**Provided passage:**
★ ★ ★ ★ ★
The Lowcountry Firefighter Support Team, Inc. is proud to host the “Surviving the Job” program presented by Lt. Steve Gillespie, FDNY Retired.   This program will be held at the North Charleston City Hall Council Chambers located at 2500 City Hall Lane in North Charleston, S.C. on Friday, February 22, 2019, from 9:00 a.m. until 12:00 noon.

Steve Gillespie’s career as a first responder, police officer, and a firefighter began in 1983 with his first fatal motor vehicle accident as a seventeen-year-old volunteer firefighter.  His paid career as a New York City firefighter began in 1994 before he retired after twenty-one years on the job.  He served his entire FDNY career in The Bronx, one of the busiest boroughs of the FDNY.  He served on Engine 63, and thirteen years with Squad 41 before retiring in 2015 as a Lieutenant on Engine 43.  The Bronx has a history and a reputation of its’ own and spending twenty-one years there exposed him to much tragedy including responding to the World Trade Center tragedy on September 11, 2001, the “Black Sunday” fire, the Deutsch Bank fire, and many others involving the multiple injuries and loss of firefighters and civilians alike.
★ ★ ★ ★ ★
**The problem:** Copy the announcement of the "Surviving the Job" program word for word, from its first sentence to its last.

Collection entries:
★ ★ ★ ★ ★
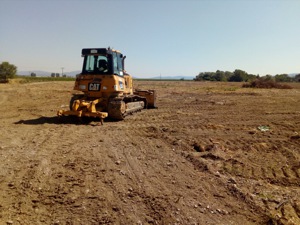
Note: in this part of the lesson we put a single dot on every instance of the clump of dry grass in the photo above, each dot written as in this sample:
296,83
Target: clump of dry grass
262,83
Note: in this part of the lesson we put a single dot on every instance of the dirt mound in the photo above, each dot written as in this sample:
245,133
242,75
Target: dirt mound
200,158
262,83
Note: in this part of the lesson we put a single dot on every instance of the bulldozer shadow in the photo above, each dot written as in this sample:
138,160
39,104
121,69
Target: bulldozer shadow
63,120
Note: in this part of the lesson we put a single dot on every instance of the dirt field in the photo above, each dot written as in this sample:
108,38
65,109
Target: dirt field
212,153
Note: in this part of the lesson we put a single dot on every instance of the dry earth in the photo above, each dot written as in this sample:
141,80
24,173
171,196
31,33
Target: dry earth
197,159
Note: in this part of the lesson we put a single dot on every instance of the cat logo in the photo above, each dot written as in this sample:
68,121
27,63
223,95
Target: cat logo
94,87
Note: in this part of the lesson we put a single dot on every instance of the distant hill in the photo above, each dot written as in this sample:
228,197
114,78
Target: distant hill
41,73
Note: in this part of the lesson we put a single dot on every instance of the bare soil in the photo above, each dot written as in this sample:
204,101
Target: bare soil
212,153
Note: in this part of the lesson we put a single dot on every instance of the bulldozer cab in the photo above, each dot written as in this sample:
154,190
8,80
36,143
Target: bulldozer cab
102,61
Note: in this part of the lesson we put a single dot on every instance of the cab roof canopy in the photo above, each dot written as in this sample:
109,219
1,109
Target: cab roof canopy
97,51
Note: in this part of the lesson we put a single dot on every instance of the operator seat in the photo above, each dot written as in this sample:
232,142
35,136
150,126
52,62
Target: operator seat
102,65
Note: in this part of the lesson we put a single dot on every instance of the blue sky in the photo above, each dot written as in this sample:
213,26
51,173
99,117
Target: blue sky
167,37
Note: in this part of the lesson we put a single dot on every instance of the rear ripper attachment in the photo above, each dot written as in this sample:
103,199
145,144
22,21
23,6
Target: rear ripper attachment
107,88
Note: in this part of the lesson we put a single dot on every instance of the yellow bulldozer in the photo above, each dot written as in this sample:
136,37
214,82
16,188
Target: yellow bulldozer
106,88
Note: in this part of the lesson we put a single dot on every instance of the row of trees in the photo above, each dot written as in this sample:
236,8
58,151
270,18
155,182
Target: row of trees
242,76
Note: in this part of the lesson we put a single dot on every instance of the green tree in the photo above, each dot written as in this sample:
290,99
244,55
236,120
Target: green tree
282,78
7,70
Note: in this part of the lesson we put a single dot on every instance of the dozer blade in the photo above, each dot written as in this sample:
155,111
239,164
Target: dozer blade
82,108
★ ★ ★ ★ ★
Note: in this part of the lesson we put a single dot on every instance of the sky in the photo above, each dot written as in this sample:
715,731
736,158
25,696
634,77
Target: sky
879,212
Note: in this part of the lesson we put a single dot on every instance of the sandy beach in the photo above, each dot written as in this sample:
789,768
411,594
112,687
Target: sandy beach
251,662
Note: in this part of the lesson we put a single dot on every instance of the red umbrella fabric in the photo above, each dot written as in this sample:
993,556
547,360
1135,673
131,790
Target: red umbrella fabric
★ ★ ★ ★ ★
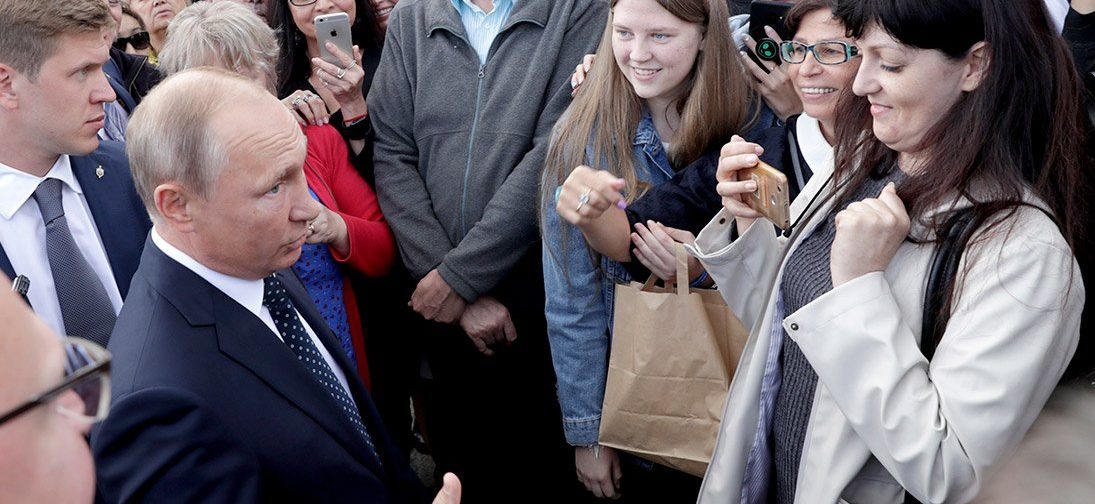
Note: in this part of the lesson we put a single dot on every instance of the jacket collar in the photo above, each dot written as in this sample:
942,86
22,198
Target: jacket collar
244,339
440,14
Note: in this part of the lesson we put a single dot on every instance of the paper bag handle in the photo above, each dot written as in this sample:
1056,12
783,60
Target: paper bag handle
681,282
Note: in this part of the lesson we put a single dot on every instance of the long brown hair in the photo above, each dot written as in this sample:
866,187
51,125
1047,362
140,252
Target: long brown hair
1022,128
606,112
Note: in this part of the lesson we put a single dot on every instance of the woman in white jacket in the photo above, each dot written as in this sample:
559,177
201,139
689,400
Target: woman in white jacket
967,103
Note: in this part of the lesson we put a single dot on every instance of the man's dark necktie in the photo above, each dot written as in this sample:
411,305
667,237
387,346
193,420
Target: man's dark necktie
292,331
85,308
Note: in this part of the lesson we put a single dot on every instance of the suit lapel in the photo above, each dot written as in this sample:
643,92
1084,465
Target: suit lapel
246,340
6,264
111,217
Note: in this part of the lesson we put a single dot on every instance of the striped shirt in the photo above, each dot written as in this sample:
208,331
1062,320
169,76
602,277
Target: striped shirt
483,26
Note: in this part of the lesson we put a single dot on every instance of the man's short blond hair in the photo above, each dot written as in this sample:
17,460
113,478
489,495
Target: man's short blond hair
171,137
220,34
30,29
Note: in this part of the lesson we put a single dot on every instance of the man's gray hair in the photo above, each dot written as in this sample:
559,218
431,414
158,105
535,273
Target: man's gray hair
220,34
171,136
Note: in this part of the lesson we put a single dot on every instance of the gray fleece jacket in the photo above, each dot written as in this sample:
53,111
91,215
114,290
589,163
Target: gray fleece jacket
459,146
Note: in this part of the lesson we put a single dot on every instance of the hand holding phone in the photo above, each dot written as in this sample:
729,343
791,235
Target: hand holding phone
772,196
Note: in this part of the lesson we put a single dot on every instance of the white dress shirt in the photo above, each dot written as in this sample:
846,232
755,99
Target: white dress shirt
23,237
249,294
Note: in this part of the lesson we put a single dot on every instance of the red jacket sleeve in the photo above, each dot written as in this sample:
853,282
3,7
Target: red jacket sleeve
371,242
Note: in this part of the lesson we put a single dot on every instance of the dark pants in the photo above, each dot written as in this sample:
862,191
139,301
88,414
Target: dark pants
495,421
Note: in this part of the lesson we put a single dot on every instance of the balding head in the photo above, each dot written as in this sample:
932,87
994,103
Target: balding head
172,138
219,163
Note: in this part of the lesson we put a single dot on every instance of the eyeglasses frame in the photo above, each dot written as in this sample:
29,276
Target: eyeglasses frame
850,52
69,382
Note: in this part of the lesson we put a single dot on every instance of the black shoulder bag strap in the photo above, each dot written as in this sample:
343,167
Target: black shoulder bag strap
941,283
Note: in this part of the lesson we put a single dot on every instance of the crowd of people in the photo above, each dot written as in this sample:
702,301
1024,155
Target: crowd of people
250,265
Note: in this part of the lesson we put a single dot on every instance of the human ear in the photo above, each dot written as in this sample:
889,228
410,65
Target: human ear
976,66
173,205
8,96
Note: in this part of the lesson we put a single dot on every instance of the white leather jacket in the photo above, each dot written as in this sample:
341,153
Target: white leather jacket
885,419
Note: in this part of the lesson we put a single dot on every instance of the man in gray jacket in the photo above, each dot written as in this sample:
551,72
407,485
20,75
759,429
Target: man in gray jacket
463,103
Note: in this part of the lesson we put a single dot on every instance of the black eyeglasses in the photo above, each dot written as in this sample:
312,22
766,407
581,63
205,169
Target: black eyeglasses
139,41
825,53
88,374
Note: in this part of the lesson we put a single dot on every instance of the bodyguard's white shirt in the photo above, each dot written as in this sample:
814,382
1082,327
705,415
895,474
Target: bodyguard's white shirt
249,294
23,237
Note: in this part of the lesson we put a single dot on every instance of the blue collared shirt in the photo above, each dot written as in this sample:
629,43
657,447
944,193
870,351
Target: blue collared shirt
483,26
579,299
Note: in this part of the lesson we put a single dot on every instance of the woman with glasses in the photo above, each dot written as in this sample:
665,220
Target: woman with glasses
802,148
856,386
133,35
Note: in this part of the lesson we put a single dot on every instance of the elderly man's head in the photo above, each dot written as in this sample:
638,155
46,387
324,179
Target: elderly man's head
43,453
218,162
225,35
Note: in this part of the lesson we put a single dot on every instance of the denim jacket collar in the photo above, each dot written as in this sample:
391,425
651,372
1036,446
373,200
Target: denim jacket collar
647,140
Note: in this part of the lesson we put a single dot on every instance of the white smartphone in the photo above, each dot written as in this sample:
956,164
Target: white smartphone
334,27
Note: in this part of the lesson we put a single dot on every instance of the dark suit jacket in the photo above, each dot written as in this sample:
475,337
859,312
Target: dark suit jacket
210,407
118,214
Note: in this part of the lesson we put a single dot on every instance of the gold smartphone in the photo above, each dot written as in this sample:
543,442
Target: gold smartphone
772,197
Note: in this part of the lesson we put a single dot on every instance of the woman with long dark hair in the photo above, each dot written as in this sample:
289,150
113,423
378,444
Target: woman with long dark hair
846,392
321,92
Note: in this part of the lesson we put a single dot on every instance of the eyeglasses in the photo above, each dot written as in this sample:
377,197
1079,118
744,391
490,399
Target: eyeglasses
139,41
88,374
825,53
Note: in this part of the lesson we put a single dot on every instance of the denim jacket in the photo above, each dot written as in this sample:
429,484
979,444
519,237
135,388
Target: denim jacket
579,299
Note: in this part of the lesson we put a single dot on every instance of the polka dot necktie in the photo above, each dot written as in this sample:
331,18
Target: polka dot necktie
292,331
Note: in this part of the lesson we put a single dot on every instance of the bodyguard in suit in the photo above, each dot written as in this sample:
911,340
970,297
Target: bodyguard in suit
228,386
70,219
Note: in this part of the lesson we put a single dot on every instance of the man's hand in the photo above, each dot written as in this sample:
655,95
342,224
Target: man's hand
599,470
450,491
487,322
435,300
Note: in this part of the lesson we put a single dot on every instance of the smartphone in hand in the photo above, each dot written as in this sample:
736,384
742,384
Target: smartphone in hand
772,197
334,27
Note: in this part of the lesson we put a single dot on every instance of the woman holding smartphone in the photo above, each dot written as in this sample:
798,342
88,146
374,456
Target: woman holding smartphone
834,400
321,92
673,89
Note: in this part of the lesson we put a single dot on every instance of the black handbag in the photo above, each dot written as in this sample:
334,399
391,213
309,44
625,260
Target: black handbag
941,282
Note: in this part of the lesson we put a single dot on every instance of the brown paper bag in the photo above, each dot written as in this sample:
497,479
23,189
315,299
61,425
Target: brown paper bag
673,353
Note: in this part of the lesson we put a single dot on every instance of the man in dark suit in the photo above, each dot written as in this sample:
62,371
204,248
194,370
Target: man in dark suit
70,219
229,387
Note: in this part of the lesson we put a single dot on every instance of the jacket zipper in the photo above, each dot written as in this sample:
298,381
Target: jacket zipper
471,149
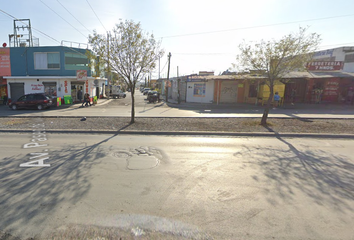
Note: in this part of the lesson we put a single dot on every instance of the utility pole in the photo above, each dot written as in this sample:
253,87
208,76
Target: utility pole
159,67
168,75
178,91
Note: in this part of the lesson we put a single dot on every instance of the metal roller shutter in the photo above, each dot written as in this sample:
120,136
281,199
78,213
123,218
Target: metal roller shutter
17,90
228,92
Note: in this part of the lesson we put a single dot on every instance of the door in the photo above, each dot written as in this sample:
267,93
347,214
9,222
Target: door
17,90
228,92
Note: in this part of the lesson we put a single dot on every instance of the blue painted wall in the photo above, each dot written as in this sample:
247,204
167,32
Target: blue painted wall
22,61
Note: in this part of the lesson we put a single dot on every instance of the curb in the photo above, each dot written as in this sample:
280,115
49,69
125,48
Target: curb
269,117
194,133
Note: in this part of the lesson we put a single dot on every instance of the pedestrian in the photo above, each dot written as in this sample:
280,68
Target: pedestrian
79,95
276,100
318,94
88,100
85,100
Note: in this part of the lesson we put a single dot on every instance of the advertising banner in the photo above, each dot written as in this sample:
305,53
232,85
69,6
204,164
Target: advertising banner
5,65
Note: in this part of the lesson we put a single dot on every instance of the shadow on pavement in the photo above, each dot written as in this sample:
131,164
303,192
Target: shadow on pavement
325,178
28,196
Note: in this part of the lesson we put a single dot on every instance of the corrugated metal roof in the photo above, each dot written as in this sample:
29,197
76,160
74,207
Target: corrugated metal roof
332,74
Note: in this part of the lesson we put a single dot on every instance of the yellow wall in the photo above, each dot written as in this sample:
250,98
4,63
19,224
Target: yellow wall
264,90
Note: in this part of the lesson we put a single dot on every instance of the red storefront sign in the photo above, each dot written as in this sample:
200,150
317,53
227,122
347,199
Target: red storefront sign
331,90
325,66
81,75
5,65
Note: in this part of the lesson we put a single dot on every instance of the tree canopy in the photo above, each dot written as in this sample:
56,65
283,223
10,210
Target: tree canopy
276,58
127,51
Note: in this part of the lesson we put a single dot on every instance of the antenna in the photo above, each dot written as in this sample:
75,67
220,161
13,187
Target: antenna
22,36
★ ★ ★ ★ ★
**Answer:**
The Lowcountry Firefighter Support Team, Inc. is proud to host the “Surviving the Job” program presented by Lt. Steve Gillespie, FDNY Retired.   This program will be held at the North Charleston City Hall Council Chambers located at 2500 City Hall Lane in North Charleston, S.C. on Friday, February 22, 2019, from 9:00 a.m. until 12:00 noon.

Steve Gillespie’s career as a first responder, police officer, and a firefighter began in 1983 with his first fatal motor vehicle accident as a seventeen-year-old volunteer firefighter.  His paid career as a New York City firefighter began in 1994 before he retired after twenty-one years on the job.  He served his entire FDNY career in The Bronx, one of the busiest boroughs of the FDNY.  He served on Engine 63, and thirteen years with Squad 41 before retiring in 2015 as a Lieutenant on Engine 43.  The Bronx has a history and a reputation of its’ own and spending twenty-one years there exposed him to much tragedy including responding to the World Trade Center tragedy on September 11, 2001, the “Black Sunday” fire, the Deutsch Bank fire, and many others involving the multiple injuries and loss of firefighters and civilians alike.